— Start of Material for the task —

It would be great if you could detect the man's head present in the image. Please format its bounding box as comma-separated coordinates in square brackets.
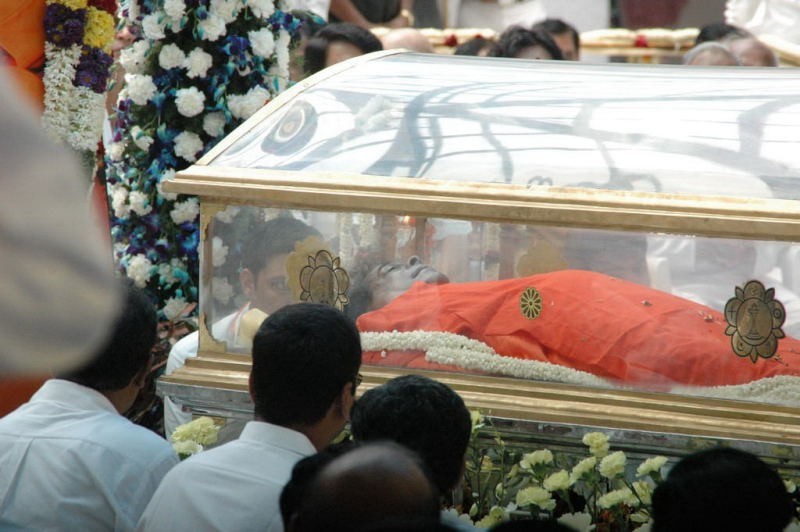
[489, 26, 564, 59]
[305, 22, 383, 75]
[250, 303, 361, 448]
[726, 37, 778, 67]
[350, 375, 472, 494]
[533, 18, 581, 61]
[290, 442, 439, 532]
[347, 255, 450, 317]
[683, 41, 739, 66]
[653, 448, 792, 532]
[239, 218, 320, 314]
[58, 282, 158, 411]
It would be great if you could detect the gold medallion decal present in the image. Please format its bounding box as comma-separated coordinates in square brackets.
[519, 288, 542, 320]
[725, 281, 786, 363]
[300, 249, 350, 310]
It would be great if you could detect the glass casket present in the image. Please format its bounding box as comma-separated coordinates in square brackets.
[159, 51, 800, 463]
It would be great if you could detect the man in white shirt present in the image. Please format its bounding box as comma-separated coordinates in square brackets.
[138, 303, 361, 532]
[164, 217, 320, 442]
[0, 280, 178, 531]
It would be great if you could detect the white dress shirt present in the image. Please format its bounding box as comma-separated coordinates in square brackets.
[138, 421, 316, 532]
[0, 379, 178, 531]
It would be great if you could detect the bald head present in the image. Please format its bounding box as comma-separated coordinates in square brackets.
[727, 37, 778, 67]
[381, 28, 433, 54]
[683, 42, 739, 66]
[292, 443, 439, 532]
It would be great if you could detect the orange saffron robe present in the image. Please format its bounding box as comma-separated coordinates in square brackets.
[357, 270, 800, 390]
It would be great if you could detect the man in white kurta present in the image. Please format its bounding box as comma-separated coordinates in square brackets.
[138, 303, 361, 532]
[0, 285, 178, 532]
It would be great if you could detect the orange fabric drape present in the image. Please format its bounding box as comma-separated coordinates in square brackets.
[0, 0, 45, 111]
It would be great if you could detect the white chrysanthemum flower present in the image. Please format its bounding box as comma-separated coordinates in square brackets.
[158, 43, 186, 70]
[203, 112, 225, 137]
[228, 87, 270, 119]
[164, 0, 186, 20]
[125, 74, 157, 105]
[211, 277, 233, 305]
[119, 39, 150, 74]
[175, 87, 206, 118]
[197, 15, 228, 42]
[169, 198, 200, 225]
[125, 253, 153, 288]
[106, 142, 125, 161]
[214, 205, 241, 220]
[183, 48, 214, 79]
[597, 451, 628, 479]
[245, 0, 275, 18]
[128, 190, 153, 216]
[175, 131, 203, 163]
[162, 297, 186, 321]
[211, 236, 228, 268]
[111, 185, 131, 218]
[156, 170, 178, 201]
[142, 11, 166, 41]
[542, 469, 572, 491]
[516, 486, 556, 511]
[208, 0, 242, 24]
[636, 456, 667, 477]
[131, 126, 153, 151]
[247, 28, 275, 58]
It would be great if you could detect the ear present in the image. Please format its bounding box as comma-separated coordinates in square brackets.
[239, 268, 256, 299]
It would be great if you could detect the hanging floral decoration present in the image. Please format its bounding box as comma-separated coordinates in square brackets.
[42, 0, 116, 153]
[107, 0, 300, 320]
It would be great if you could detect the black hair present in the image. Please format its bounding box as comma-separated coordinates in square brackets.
[489, 25, 564, 59]
[453, 36, 493, 55]
[58, 280, 158, 391]
[303, 22, 383, 75]
[278, 440, 357, 530]
[242, 217, 321, 274]
[653, 447, 793, 532]
[531, 18, 581, 50]
[251, 303, 361, 426]
[694, 22, 752, 46]
[350, 375, 472, 494]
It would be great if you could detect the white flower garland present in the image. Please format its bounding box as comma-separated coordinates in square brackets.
[361, 331, 612, 388]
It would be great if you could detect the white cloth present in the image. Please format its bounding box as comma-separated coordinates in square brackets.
[164, 305, 250, 443]
[0, 68, 121, 375]
[0, 379, 178, 532]
[138, 421, 316, 532]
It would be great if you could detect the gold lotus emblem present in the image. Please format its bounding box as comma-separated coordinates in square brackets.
[725, 281, 786, 363]
[300, 249, 350, 310]
[519, 287, 542, 320]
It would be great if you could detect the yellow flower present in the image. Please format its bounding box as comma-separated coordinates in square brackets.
[517, 486, 556, 511]
[83, 7, 114, 52]
[570, 456, 597, 482]
[583, 432, 609, 458]
[519, 449, 553, 469]
[542, 469, 572, 491]
[54, 0, 89, 9]
[169, 416, 219, 445]
[636, 456, 667, 477]
[598, 451, 628, 479]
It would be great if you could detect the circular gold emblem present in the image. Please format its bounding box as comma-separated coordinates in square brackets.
[519, 287, 542, 320]
[725, 281, 786, 363]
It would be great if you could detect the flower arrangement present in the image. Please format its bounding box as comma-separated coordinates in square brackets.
[107, 0, 300, 320]
[463, 411, 798, 532]
[169, 416, 220, 460]
[42, 0, 116, 154]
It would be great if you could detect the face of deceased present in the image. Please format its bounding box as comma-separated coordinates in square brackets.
[366, 256, 450, 310]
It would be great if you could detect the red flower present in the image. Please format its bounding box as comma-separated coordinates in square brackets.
[89, 0, 117, 15]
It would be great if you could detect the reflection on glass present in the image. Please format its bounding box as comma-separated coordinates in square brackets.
[209, 207, 800, 404]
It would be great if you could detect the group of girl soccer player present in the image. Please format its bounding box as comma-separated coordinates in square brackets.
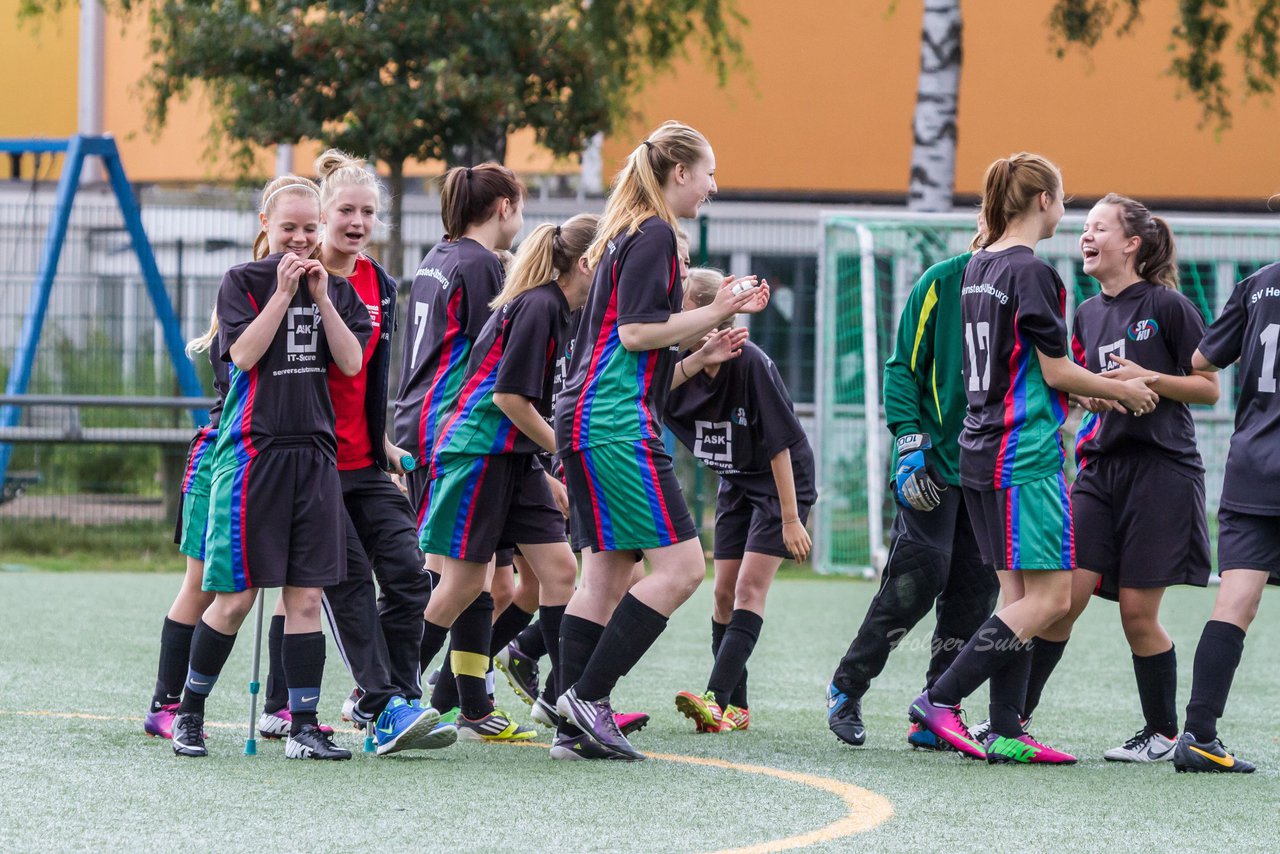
[827, 154, 1280, 773]
[143, 128, 1280, 772]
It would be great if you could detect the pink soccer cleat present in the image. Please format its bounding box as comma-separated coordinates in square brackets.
[906, 691, 987, 759]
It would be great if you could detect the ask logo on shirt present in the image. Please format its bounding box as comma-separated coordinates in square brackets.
[694, 421, 733, 463]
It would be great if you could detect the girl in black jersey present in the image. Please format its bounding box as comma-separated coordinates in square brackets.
[666, 269, 817, 732]
[556, 122, 768, 759]
[259, 150, 457, 755]
[173, 175, 371, 759]
[908, 152, 1158, 764]
[142, 175, 320, 739]
[993, 193, 1219, 762]
[394, 163, 535, 741]
[1174, 257, 1280, 773]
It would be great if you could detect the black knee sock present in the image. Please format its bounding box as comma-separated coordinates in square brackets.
[442, 593, 493, 721]
[1133, 647, 1178, 739]
[707, 608, 764, 708]
[1023, 638, 1066, 720]
[431, 643, 458, 712]
[178, 620, 236, 714]
[516, 622, 547, 661]
[553, 613, 604, 735]
[1182, 620, 1244, 743]
[489, 603, 534, 658]
[989, 640, 1042, 739]
[712, 617, 746, 709]
[282, 631, 324, 735]
[577, 593, 665, 700]
[535, 604, 564, 707]
[417, 620, 449, 673]
[151, 617, 196, 712]
[929, 615, 1024, 705]
[262, 613, 289, 712]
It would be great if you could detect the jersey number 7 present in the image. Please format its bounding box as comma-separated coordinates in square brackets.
[964, 320, 991, 392]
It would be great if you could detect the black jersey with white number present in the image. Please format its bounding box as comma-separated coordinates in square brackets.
[393, 237, 503, 466]
[664, 342, 818, 504]
[960, 246, 1068, 489]
[215, 255, 372, 465]
[1199, 264, 1280, 516]
[1071, 282, 1204, 471]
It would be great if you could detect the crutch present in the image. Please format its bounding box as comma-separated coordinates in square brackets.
[244, 588, 266, 757]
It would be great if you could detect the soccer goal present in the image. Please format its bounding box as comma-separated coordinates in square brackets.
[814, 213, 1280, 574]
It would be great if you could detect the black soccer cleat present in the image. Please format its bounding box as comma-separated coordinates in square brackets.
[1174, 732, 1253, 773]
[173, 714, 209, 757]
[827, 682, 867, 748]
[284, 723, 351, 759]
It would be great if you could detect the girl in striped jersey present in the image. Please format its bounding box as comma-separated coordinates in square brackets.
[173, 175, 371, 759]
[142, 175, 320, 739]
[909, 154, 1158, 764]
[556, 122, 768, 759]
[993, 193, 1219, 762]
[394, 163, 534, 740]
[422, 214, 598, 758]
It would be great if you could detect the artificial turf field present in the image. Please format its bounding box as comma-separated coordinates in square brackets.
[0, 572, 1280, 851]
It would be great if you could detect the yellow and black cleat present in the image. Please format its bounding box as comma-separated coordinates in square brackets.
[1174, 732, 1253, 773]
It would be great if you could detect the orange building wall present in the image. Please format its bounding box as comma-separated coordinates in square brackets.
[0, 0, 79, 178]
[0, 0, 1280, 202]
[605, 0, 1280, 201]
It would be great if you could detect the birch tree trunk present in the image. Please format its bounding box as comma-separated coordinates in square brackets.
[908, 0, 964, 211]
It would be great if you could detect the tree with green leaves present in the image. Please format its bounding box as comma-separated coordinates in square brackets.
[1048, 0, 1280, 131]
[893, 0, 1280, 211]
[23, 0, 744, 274]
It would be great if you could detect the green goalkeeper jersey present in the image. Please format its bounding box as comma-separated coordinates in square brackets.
[884, 252, 973, 485]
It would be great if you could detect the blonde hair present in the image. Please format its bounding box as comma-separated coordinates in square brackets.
[316, 149, 387, 218]
[979, 151, 1062, 247]
[685, 266, 733, 329]
[187, 306, 218, 359]
[253, 175, 323, 261]
[586, 122, 710, 266]
[489, 214, 600, 309]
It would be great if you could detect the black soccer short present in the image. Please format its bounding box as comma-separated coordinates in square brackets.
[1071, 451, 1212, 599]
[561, 439, 698, 560]
[204, 440, 348, 593]
[714, 480, 810, 561]
[419, 453, 564, 566]
[1217, 508, 1280, 584]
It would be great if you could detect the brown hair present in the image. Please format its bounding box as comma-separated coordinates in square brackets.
[440, 163, 525, 241]
[1098, 193, 1178, 289]
[979, 151, 1062, 246]
[253, 175, 320, 261]
[586, 122, 710, 266]
[489, 214, 600, 309]
[685, 266, 733, 329]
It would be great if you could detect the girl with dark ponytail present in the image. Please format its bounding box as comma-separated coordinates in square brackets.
[908, 152, 1158, 764]
[394, 163, 535, 741]
[993, 193, 1219, 762]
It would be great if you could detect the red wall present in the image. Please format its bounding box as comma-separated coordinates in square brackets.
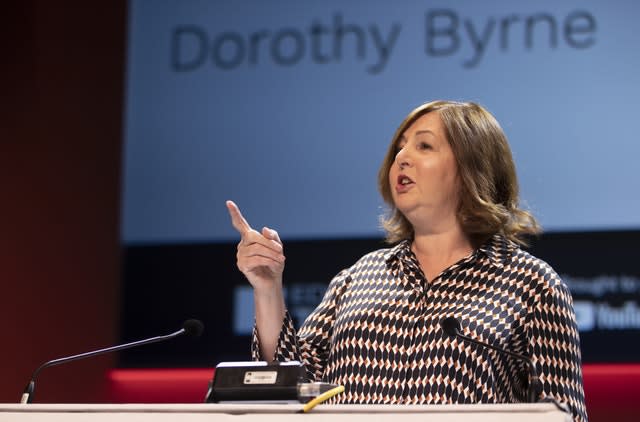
[0, 0, 126, 402]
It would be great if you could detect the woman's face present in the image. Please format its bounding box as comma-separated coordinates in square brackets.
[389, 112, 459, 231]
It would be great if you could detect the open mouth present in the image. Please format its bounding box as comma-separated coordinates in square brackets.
[398, 174, 413, 186]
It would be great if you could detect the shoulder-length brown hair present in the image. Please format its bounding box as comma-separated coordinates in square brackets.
[378, 101, 541, 245]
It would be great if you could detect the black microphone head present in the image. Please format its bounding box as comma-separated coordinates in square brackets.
[182, 319, 204, 337]
[440, 317, 460, 337]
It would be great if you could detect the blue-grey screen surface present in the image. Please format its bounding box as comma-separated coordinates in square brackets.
[121, 0, 640, 244]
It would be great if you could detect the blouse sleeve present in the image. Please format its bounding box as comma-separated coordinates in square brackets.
[530, 273, 587, 422]
[251, 270, 349, 382]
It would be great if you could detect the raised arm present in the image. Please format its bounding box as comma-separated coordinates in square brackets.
[226, 201, 285, 360]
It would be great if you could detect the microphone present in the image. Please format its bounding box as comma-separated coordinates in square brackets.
[20, 319, 204, 404]
[440, 317, 542, 403]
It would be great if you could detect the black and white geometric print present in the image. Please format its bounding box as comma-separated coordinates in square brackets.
[252, 235, 587, 421]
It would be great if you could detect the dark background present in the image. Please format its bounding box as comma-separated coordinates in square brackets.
[0, 0, 126, 403]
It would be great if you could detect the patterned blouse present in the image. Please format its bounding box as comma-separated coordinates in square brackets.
[252, 235, 587, 421]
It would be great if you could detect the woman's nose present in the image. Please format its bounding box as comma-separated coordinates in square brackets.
[395, 148, 410, 170]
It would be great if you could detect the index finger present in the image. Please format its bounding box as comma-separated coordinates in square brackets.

— End of Material for the task —

Work instructions: Reproduce the entries above, starting at the line that contains "It would be great if you could detect the orange fabric" and ending at the line that contains "[0, 0, 45, 111]", with both of those lines included.

Written solution:
It would be great if you could detect the orange fabric drape present in the image. Please format its bounding box as comma-separated coordinates in square brackets.
[0, 0, 45, 111]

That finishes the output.